** Opening The input block **
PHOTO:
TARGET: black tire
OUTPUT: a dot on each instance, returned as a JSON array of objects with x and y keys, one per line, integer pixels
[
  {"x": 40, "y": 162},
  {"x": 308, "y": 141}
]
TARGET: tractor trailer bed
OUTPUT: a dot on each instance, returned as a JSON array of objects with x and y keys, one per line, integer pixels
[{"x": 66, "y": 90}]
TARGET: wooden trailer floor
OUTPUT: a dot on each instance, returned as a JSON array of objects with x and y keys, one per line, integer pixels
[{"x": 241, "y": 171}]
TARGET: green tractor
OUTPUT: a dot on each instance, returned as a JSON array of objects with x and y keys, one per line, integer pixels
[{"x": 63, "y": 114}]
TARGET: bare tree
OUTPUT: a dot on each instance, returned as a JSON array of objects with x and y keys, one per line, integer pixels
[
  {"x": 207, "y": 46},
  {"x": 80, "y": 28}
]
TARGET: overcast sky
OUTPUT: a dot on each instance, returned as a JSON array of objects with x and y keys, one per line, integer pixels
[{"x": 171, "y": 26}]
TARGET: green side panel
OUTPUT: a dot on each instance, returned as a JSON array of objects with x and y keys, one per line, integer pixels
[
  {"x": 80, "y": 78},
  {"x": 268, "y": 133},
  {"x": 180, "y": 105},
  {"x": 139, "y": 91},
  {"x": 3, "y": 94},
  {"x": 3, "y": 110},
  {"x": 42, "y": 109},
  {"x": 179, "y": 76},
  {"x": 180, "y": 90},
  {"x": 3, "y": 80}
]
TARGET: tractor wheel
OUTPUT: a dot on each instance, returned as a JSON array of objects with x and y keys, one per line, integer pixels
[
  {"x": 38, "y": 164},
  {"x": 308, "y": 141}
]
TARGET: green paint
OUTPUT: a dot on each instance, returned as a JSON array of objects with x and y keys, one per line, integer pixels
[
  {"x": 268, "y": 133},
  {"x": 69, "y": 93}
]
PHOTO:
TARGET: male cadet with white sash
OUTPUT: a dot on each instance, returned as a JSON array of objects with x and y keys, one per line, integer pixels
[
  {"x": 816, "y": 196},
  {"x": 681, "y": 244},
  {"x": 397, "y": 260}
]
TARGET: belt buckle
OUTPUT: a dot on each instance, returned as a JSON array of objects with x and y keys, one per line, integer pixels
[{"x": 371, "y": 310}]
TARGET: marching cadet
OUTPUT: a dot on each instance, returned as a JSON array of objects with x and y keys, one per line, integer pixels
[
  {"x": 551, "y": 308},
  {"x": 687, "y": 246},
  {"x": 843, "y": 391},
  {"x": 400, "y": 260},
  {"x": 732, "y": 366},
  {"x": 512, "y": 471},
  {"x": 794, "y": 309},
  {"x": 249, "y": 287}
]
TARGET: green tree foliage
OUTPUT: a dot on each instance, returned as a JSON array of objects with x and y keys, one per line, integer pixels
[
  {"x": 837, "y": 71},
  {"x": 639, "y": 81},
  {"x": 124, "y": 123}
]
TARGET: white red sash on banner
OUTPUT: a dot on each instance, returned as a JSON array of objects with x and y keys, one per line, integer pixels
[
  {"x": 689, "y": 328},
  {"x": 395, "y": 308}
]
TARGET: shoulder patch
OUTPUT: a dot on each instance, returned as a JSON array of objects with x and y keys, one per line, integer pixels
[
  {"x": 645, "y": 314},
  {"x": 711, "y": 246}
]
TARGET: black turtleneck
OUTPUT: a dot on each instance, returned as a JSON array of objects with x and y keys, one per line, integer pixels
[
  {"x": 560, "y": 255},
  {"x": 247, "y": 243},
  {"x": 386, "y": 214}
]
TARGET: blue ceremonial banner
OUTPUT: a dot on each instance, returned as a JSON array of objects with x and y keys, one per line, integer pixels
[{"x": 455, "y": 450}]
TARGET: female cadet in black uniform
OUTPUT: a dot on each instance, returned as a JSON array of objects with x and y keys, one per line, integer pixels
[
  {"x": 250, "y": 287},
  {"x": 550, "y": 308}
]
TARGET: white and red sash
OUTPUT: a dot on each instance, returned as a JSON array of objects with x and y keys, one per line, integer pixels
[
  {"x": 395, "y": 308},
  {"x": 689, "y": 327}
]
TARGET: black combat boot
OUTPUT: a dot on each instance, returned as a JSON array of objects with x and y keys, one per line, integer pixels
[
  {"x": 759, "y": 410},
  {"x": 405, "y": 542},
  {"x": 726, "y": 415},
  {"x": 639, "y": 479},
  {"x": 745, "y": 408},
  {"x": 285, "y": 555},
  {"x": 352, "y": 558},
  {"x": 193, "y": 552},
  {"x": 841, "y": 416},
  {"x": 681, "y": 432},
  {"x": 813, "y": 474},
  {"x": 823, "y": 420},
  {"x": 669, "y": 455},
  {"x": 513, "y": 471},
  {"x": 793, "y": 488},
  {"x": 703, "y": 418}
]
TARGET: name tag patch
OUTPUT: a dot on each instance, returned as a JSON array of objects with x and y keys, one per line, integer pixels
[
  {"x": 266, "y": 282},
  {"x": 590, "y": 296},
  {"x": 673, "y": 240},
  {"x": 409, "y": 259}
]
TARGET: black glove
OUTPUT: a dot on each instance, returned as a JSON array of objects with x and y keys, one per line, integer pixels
** Closing The input block **
-- Directions --
Exact copy required. Retype all of the entries word for word.

-- Solution for this task --
PHOTO:
TARGET: black tire
OUTPUT: a dot on each instance, returned as a JSON array of objects with x and y keys, one per line, integer pixels
[
  {"x": 40, "y": 162},
  {"x": 308, "y": 141}
]
TARGET: tractor trailer bed
OUTPUT: a dot on each instance, returned as a JSON array of objects with x and y keys, one per line, integer pixels
[{"x": 66, "y": 90}]
TARGET: wooden trailer floor
OUTPUT: a dot on each instance, returned as a JSON array of objects with x and y keys, one per line, integer pixels
[{"x": 241, "y": 171}]
TARGET: green tractor
OUTPUT: a dot on each instance, returned as a JSON array of objects with x and y keys, one per line, integer pixels
[{"x": 63, "y": 114}]
TARGET: bare tree
OUTPUT: a dot on each instance, returned as a JSON array of objects with x and y keys, one per line, integer pixels
[
  {"x": 207, "y": 46},
  {"x": 80, "y": 28}
]
TARGET: overcast sky
OUTPUT: a dot on each instance, returned as a JSON array of objects with x and y keys, one per line, integer pixels
[{"x": 171, "y": 26}]
TARGET: green side panel
OUTPUT: a dot on each instance, returned as a JSON array of objects with x and y keys, one per line, integer pixels
[
  {"x": 80, "y": 78},
  {"x": 268, "y": 133},
  {"x": 180, "y": 105},
  {"x": 139, "y": 91},
  {"x": 3, "y": 94},
  {"x": 3, "y": 110},
  {"x": 42, "y": 109},
  {"x": 179, "y": 76},
  {"x": 180, "y": 90},
  {"x": 3, "y": 80}
]
TARGET: tractor wheel
OUTPUT: a dot on each instance, returned as a JSON array of objects with x and y keys, one per line, integer pixels
[
  {"x": 38, "y": 164},
  {"x": 308, "y": 141}
]
TARGET: green paint
OUTPUT: a dot on each instance, returned as a JSON array of objects with x and y keys, one per line, integer pixels
[
  {"x": 268, "y": 133},
  {"x": 69, "y": 93}
]
PHOTO:
TARGET: male cadet with white sash
OUTPUT: a dot on each instance, returned as a JSON array of objects with x and y keys, one per line, integer pixels
[
  {"x": 816, "y": 196},
  {"x": 681, "y": 244},
  {"x": 397, "y": 260}
]
TARGET: belt buckle
OUTPUT: a dot on each instance, returned as a JSON array of objects with x and y keys, one per line, integer pixels
[{"x": 371, "y": 310}]
TARGET: marching cadet
OUTPUT: a dot on each instance, returned as a JSON array of objects with x and y keys, one per line, integer pixels
[
  {"x": 551, "y": 308},
  {"x": 687, "y": 246},
  {"x": 843, "y": 391},
  {"x": 400, "y": 260},
  {"x": 732, "y": 366},
  {"x": 512, "y": 471},
  {"x": 794, "y": 309},
  {"x": 249, "y": 287}
]
TARGET: green tree foliage
OUTPUT: a dot on each instance, returned as a JSON array of objects with x and y keys, one per line, integer pixels
[
  {"x": 837, "y": 71},
  {"x": 639, "y": 81},
  {"x": 124, "y": 123}
]
TARGET: white red sash on banner
OUTPUT: a dot on each instance, returned as a JSON array of objects with x and y keys, one per line, integer pixels
[
  {"x": 689, "y": 328},
  {"x": 395, "y": 308}
]
TARGET: shoulder patch
OUTPUT: a dot on each instance, returned as a JSON array of objects with x and y keys, one per line, integer pixels
[
  {"x": 645, "y": 314},
  {"x": 711, "y": 246}
]
TARGET: black turtleneck
OUTPUT: a dot on each instance, returned as a JSON array of objects with x and y keys, one per line, integer pixels
[
  {"x": 560, "y": 255},
  {"x": 247, "y": 243},
  {"x": 386, "y": 214}
]
TARGET: blue ceremonial banner
OUTPUT: a dot on each instance, returned as a JSON array of objects with x and y keys, one per line, integer pixels
[{"x": 455, "y": 450}]
TARGET: female cadet in black uniform
OUTPUT: a dot on each instance, returned as a JSON array of objects with x and y keys, one per line, integer pixels
[
  {"x": 250, "y": 287},
  {"x": 550, "y": 308}
]
TARGET: white and red sash
OUTPUT: a dot on each instance, returned as a JSON array of objects with x and y keys, one per line, integer pixels
[
  {"x": 395, "y": 308},
  {"x": 689, "y": 327}
]
TARGET: black combat boot
OUTPUT: a dot on each instance, returned as a JSON array of objects with x and y keys, one per line, integer pixels
[
  {"x": 759, "y": 410},
  {"x": 405, "y": 542},
  {"x": 726, "y": 415},
  {"x": 639, "y": 479},
  {"x": 745, "y": 408},
  {"x": 285, "y": 555},
  {"x": 352, "y": 558},
  {"x": 193, "y": 552},
  {"x": 841, "y": 416},
  {"x": 681, "y": 432},
  {"x": 813, "y": 474},
  {"x": 823, "y": 420},
  {"x": 669, "y": 455},
  {"x": 513, "y": 471},
  {"x": 793, "y": 488},
  {"x": 703, "y": 418}
]
TARGET: name tag patch
OUTPUT: a dot on each instance, returned as a JSON array of objects with x and y keys, one per line, integer pixels
[
  {"x": 266, "y": 282},
  {"x": 590, "y": 296},
  {"x": 673, "y": 240},
  {"x": 409, "y": 259}
]
TARGET: black glove
OUTPUT: a dot on each instance, returned as a JSON array of objects with x and y keys, one per line, integer pixels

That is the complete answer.